**SET TASK 1**
Which lines of the listing below contain the word "wrapped"? Locate each one and copy it out.

**SOURCE EXTRACT**
Sep 03, 2023 07:17 PM - edited Sep 03, 2023 07:21 PM
@Tim_Mackey or @JonathanBowen, might you be able to suggest how this script could be adapted to link similar records within a single table?
The Dedupe extension does an admirable job of finding the records I would like to link together, but can't link them, and the "Mark Duplicates" script example found here seems designed to do the marking, but lacks any sort of fuzzy matching.
I have a database of several thousand test questions imported from multiple tests, some of which I know have been reused. My goal is to link those near-duplicate records together within the "Questions" table to track how questions are being reused. Unfortunately, I'm counting on OCR for the question text, which hasn't produced exact duplicate text fields to match.
I'm doing my best to come up with workarounds, but my scripting chops are quite limited.
Sep 04, 2023 07:26 AM - edited Sep 04, 2023 07:46 AM
I appear to have the script running on a set of duplicated tables. Given the speed at which the script runs, this is probably for the best since I was able to reduce my 15000+ question records to 2 sets of just 1500ish which I'm sure contain the duplicates and don't overlap. I'll copy and paste the link fields back into the original records when it's done.
@JonathanBowen 's version of the script at first locked up pretty quickly, but I commented out the console logging based on @Tim_Mackey comment and now it's chugging away beautifully.
I might try running the script on a truncated part of the match text (full length is often a paragraph or more) and a higher accuracy threshold in the hopes that a shorter string to check produces faster run times without too many false matches. Update: Yes, much faster.
Thanks so much for writing this.
Sep 29, 2023 11:04 AM
Thank you for this! Couple of things for anyone else using this in the future.

**INPUT DATA**

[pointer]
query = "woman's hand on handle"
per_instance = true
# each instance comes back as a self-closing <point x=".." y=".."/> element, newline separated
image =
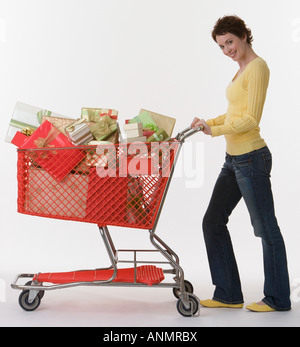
<point x="197" y="122"/>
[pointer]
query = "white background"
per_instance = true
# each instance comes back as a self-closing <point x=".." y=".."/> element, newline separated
<point x="158" y="55"/>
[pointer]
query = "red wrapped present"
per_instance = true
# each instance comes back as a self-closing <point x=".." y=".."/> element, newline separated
<point x="54" y="158"/>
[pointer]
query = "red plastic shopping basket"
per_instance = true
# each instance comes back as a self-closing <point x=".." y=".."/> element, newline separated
<point x="119" y="185"/>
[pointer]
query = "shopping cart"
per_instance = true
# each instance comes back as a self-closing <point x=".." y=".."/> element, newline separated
<point x="117" y="185"/>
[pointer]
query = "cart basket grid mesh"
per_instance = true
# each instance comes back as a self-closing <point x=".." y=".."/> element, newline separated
<point x="119" y="185"/>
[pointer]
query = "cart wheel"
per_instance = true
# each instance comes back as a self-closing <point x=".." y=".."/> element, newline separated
<point x="192" y="308"/>
<point x="41" y="293"/>
<point x="188" y="288"/>
<point x="25" y="304"/>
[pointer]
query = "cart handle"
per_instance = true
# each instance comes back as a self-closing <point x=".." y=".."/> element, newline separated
<point x="184" y="134"/>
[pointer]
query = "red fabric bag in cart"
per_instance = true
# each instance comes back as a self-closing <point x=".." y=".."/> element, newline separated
<point x="58" y="162"/>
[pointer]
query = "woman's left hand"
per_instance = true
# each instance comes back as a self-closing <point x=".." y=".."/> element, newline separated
<point x="206" y="128"/>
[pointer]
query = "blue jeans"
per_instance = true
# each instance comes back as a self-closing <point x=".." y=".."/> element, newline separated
<point x="246" y="176"/>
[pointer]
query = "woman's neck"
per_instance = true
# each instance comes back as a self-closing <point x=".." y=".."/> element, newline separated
<point x="247" y="58"/>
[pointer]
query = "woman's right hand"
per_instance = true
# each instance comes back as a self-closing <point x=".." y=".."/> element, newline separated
<point x="197" y="122"/>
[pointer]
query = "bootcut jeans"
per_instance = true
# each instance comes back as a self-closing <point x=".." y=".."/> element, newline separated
<point x="246" y="176"/>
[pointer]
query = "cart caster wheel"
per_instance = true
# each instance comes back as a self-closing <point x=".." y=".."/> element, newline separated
<point x="188" y="288"/>
<point x="41" y="293"/>
<point x="192" y="308"/>
<point x="25" y="304"/>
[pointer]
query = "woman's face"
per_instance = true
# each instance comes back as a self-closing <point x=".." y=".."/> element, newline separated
<point x="232" y="46"/>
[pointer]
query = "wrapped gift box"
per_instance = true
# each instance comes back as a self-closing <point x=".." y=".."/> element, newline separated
<point x="56" y="160"/>
<point x="47" y="197"/>
<point x="79" y="132"/>
<point x="95" y="114"/>
<point x="59" y="123"/>
<point x="104" y="128"/>
<point x="26" y="118"/>
<point x="163" y="122"/>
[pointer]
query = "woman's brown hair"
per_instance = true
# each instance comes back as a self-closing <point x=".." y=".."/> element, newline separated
<point x="233" y="25"/>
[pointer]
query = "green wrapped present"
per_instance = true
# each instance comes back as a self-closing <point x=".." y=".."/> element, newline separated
<point x="105" y="127"/>
<point x="159" y="136"/>
<point x="146" y="119"/>
<point x="95" y="114"/>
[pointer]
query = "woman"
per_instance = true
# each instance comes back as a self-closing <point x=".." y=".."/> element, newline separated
<point x="246" y="173"/>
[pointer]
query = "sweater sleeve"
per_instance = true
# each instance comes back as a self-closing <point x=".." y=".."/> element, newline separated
<point x="257" y="83"/>
<point x="216" y="121"/>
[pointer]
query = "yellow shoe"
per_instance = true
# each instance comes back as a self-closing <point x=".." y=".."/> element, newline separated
<point x="259" y="308"/>
<point x="217" y="304"/>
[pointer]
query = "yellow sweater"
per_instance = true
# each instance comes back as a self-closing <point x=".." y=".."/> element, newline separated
<point x="246" y="96"/>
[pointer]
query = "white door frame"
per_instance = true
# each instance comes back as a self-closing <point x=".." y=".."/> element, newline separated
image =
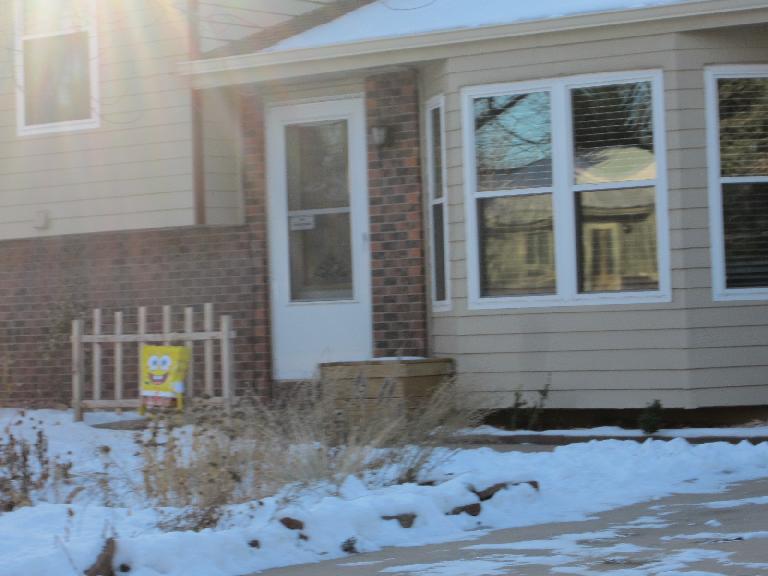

**SET TASK 2**
In the forum thread above, switch "database" to "spreadsheet" and write out everything from "I have a database" down to "fields to match.".

**ANSWER 1**
query = "red wrapped present"
query = "wrapped gift box"
query = "green wrapped present"

**ANSWER 2**
I have a spreadsheet of several thousand test questions imported from multiple tests, some of which I know have been reused. My goal is to link those near-duplicate records together within the "Questions" table to track how questions are being reused. Unfortunately, I'm counting on OCR for the question text, which hasn't produced exact duplicate text fields to match.